> [WORK TO BE COMPLETED]
Starting with the first line of the records, write out each line exactly until you have included the line containing "Ground the white petal.".
[THE DATA Boundary: Start]
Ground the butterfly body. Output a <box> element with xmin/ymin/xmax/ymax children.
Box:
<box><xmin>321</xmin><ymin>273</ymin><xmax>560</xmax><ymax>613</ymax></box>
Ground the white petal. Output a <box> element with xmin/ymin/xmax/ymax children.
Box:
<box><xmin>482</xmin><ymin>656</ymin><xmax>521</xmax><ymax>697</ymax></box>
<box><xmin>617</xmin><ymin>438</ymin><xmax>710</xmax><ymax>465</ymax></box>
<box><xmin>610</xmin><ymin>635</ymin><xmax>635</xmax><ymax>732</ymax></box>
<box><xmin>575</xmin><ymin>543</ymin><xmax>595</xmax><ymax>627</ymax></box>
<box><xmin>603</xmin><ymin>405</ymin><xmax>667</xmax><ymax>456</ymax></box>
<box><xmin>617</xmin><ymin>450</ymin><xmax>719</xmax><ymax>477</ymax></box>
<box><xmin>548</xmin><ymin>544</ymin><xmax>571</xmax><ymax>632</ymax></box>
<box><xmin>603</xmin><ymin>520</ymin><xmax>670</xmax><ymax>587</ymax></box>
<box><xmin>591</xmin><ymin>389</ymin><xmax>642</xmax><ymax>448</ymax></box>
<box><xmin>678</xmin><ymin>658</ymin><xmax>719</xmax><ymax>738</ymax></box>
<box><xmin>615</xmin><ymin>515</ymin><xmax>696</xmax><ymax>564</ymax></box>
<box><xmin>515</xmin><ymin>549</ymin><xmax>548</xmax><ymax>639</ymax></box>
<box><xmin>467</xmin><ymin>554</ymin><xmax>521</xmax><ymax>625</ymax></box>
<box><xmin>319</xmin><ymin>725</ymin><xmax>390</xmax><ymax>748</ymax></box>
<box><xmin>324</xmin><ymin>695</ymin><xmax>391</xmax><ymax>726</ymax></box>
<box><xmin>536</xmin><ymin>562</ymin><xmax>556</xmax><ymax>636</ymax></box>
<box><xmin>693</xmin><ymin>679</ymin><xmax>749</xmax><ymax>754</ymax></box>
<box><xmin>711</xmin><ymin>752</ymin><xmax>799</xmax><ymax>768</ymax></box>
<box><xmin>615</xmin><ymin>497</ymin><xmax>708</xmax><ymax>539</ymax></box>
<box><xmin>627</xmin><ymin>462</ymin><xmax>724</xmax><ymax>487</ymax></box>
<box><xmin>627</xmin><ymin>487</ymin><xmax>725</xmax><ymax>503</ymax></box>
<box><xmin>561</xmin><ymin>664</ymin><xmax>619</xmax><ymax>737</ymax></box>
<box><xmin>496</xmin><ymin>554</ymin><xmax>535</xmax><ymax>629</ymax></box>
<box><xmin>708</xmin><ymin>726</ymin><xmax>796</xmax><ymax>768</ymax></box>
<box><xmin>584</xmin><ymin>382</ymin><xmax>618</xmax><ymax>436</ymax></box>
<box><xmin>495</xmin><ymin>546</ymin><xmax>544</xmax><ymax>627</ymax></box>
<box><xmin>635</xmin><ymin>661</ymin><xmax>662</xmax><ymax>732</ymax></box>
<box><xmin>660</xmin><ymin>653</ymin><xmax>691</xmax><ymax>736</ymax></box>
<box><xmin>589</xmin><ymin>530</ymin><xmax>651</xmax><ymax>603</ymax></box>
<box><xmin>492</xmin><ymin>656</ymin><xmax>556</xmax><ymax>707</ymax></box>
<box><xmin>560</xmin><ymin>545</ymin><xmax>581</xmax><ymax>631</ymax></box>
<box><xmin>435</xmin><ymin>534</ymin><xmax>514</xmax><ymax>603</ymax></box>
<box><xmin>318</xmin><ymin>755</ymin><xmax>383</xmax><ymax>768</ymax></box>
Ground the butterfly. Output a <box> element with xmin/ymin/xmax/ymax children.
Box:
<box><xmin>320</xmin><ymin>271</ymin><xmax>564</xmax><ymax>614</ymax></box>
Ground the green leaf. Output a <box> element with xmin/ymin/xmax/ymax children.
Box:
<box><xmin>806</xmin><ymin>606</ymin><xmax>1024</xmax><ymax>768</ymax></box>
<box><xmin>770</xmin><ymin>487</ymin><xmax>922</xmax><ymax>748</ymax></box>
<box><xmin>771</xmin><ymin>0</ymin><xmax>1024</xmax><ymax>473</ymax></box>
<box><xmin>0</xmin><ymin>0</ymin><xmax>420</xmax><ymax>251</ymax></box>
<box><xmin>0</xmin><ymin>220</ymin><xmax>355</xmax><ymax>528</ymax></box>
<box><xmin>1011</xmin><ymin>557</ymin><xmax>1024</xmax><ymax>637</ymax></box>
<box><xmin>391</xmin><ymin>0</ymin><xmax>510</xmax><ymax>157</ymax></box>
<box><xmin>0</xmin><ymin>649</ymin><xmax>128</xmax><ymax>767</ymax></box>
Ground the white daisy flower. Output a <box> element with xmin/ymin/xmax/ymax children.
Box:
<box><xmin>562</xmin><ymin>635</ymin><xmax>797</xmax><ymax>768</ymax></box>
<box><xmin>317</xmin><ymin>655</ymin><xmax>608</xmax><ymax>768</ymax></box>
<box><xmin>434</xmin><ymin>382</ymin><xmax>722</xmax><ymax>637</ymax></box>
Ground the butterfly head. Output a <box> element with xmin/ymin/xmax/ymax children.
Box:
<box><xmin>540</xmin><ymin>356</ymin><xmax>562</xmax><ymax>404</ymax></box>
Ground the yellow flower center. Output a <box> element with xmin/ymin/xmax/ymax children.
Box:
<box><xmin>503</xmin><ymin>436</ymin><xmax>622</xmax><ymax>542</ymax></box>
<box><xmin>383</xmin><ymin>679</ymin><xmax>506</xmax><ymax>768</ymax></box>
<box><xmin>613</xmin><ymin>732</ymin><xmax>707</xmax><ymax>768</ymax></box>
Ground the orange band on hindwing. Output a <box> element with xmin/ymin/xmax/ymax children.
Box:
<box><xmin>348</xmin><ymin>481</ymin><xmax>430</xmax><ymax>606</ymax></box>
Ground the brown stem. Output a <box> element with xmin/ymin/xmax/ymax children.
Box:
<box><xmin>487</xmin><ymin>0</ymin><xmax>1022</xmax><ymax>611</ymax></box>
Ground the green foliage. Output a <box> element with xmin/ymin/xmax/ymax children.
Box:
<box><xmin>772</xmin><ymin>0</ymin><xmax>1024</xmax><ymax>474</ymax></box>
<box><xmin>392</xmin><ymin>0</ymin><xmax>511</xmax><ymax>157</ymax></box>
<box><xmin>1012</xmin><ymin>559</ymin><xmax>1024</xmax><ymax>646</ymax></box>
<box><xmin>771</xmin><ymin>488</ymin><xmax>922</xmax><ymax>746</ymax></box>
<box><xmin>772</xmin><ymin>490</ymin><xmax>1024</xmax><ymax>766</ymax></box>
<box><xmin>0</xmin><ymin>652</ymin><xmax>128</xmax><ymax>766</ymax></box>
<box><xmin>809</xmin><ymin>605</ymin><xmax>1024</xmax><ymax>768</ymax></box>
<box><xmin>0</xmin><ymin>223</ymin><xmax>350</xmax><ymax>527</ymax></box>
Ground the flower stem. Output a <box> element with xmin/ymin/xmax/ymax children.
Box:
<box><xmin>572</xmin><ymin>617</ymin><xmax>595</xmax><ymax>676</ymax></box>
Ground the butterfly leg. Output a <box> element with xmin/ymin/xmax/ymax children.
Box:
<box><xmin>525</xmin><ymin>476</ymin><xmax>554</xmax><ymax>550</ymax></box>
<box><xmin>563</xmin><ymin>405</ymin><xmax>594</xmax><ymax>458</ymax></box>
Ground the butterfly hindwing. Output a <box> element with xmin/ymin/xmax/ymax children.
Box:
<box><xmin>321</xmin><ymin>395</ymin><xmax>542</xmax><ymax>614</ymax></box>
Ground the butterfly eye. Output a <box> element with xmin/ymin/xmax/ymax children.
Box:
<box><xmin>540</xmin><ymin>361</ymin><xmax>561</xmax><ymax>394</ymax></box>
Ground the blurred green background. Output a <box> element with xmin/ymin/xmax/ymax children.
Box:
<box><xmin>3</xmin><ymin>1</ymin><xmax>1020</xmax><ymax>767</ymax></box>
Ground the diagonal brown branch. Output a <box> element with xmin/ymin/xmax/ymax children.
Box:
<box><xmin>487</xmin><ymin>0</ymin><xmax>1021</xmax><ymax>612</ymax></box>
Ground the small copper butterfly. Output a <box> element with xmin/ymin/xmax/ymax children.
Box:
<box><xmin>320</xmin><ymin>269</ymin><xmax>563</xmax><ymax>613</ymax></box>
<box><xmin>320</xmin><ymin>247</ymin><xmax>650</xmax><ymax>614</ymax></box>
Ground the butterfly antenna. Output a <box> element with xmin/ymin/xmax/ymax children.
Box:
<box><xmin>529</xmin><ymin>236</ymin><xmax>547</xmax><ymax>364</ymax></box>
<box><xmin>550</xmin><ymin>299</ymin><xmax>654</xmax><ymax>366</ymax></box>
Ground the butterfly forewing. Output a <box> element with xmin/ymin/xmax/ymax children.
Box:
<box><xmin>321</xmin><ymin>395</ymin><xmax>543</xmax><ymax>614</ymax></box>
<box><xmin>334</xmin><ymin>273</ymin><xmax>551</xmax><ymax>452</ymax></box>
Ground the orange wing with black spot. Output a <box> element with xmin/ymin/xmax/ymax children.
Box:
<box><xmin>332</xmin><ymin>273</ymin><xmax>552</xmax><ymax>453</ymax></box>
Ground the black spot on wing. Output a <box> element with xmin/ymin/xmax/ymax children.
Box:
[THE DATA Boundary: End]
> [ANSWER TO THIS EXERCISE]
Ground the butterfly body. Output a <box> element with xmin/ymin/xmax/ymax children.
Box:
<box><xmin>321</xmin><ymin>273</ymin><xmax>560</xmax><ymax>613</ymax></box>
Ground the white petal. Output a <box> element with xmin/ymin/xmax/ymax children.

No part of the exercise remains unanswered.